§ **Work request**
Continue the article on Ted Cruz and Republican health care policy, beginning directly after its final sentence.

*** Text excerpt Section Begins ***

Ted Cruz's health care calculation: Why Obamacare's loudest foe has no plan to replace it

Republican health care policy is a mess of contradictions, so Cruz will probably just stick to attacking the ACA

Published March 29, 2016 9:57AM (EDT)

Ted Cruz   (AP/Evan Vucci)
Ted Cruz (AP/Evan Vucci)

The 2016 Republican presidential primary has never really been about policy, but now that the race is down to two cartoon character villains and confused grandpa John Kasich, there’s really not much going besides personality clashes and speculative arguments about electability. When the candidates aren’t whacking each other for what they or group in their orbits have said about each other’s spouses, they’re arguing over which one of them does better in hypothetical match-ups against Hillary Clinton. Anyone looking for a substantive policy disagreement is going to be disappointed.

To that point, Politico published a piece Monday noting that Ted Cruz – the scourge of Obamacare, the man who held the government hostage to try and kill off the Affordable Care Act – still doesn’t have a health care plan. Cruz may style himself an anti-establishment Republican, but on health care policy he’s right in line with Paul Ryan, Mitch McConnell, and every other GOP member of the “Washington cartel” he rails against: they all hate Obamacare, and they all have no idea what should replace Obamacare. As Politico notes, Cruz is coming under some pressure from Republicans to get a plan out there now that he has emerged as the default choice for establishment types who are terrified of Donald Trump securing the nomination.

*** Text excerpt Section Ends ***
*** Entries supplied Section Begins ***

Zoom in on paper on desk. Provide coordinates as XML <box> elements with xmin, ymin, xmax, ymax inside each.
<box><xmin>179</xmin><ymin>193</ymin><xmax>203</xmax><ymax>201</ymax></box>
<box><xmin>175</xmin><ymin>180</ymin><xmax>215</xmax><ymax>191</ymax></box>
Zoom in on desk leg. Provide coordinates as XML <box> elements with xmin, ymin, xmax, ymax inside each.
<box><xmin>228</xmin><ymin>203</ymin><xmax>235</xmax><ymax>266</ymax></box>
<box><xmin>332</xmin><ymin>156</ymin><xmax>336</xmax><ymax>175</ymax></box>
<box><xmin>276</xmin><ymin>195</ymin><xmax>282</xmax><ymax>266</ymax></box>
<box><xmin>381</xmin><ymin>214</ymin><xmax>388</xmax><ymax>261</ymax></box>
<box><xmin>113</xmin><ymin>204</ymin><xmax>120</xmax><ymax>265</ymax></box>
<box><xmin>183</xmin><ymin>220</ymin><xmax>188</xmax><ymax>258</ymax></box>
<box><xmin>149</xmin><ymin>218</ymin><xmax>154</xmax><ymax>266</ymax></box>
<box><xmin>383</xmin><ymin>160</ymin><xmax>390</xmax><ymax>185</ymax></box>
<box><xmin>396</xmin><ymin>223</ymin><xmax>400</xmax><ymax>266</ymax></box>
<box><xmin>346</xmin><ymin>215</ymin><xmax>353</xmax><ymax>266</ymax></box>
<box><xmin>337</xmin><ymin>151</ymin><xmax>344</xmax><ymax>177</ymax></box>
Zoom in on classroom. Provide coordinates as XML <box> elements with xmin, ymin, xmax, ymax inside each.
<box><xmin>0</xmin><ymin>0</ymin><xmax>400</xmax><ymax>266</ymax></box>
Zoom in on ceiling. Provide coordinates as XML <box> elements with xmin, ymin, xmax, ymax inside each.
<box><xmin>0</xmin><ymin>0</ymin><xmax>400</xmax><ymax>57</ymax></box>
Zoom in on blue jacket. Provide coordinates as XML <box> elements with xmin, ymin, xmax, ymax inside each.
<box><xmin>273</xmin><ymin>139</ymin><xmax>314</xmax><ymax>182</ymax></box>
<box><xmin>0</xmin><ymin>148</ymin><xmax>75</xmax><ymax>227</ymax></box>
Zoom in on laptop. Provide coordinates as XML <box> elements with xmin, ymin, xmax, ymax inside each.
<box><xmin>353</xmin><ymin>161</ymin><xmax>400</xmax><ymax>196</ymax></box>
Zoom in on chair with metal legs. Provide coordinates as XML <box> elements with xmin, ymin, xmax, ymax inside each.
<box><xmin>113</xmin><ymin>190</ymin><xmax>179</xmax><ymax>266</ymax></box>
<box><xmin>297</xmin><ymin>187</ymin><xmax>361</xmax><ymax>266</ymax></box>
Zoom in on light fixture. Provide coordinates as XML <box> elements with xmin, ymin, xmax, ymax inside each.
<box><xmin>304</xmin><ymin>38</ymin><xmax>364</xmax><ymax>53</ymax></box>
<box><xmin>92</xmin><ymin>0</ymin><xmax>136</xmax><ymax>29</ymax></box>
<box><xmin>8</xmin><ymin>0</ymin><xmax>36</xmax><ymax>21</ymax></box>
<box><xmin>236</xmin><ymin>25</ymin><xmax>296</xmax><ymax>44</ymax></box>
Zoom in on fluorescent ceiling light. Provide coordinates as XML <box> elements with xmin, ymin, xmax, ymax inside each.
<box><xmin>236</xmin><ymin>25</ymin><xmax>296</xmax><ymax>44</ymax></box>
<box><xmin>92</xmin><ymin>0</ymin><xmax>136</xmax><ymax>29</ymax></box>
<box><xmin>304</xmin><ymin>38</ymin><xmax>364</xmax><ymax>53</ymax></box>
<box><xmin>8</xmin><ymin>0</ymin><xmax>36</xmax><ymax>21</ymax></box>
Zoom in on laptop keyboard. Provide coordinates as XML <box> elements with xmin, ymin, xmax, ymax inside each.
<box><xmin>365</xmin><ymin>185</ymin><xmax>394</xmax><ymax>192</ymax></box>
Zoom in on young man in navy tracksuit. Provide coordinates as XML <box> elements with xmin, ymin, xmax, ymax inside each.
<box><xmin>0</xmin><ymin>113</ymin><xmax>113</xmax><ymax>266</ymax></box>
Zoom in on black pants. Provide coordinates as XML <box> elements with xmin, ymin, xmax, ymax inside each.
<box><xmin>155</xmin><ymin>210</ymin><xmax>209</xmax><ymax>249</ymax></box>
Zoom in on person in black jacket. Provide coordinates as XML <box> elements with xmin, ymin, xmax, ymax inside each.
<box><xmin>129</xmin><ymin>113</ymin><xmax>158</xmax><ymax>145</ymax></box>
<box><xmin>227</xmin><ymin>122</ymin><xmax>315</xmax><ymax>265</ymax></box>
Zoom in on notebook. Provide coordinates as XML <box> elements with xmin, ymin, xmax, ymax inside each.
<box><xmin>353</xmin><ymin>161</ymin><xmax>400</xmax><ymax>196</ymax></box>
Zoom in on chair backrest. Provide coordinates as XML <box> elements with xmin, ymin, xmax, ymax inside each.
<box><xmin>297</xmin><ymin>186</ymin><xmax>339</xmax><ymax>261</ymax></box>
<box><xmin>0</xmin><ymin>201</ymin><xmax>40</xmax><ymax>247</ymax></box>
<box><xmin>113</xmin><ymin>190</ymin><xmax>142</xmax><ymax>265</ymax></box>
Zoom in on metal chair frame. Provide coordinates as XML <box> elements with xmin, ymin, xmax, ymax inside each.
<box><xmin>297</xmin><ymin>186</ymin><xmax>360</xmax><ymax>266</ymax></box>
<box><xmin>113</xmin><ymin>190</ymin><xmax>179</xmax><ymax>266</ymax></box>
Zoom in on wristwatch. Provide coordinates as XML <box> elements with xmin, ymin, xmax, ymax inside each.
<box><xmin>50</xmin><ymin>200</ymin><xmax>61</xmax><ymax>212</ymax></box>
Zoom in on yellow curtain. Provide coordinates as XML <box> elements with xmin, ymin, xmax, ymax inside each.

*** Entries supplied Section Ends ***

§ **Result of the exercise**
I’m dubious that Cruz will oblige them anytime soon. First and foremost, Cruz doesn’t actually seem like he cares too much what comes after Obamacare. He’s more about getting rid of it and seems largely content to just to let things return to the pre-Obamacare hellscape of coverage denials and life-crushing medical bills. At a January debate, he said that “everyone agrees we need health care reform” post-Obamacare, but the rough sketch he laid out for healthcare policy was free-market hand-waving that steered well clear of anything having to do with pre-existing conditions. The legislation he proposed while the King v. Burwell Supreme Court ruling was still outstanding would have repealed a large chunk of Obamacare and replaced it with basically nothing. When confronted by voters who want to know what will become of their newly insured loved ones once Obamacare is repealed, Cruz responds with talking points about the evils of health care regulations.

Cruz is also likely sensitive to the fact that health care policy represents something of a trap for conservatives and Republicans. One of the GOP sources quoted by Politico said it was incumbent upon Cruz to “articulate not just repeal, but what is the center-right health care system that he’s defining as the future of health care?” The term “center-right” should stand out like a signal flare, given that Ted Cruz spends most of his waking moments disparaging anything that carries even a whiff of moderation or centrism.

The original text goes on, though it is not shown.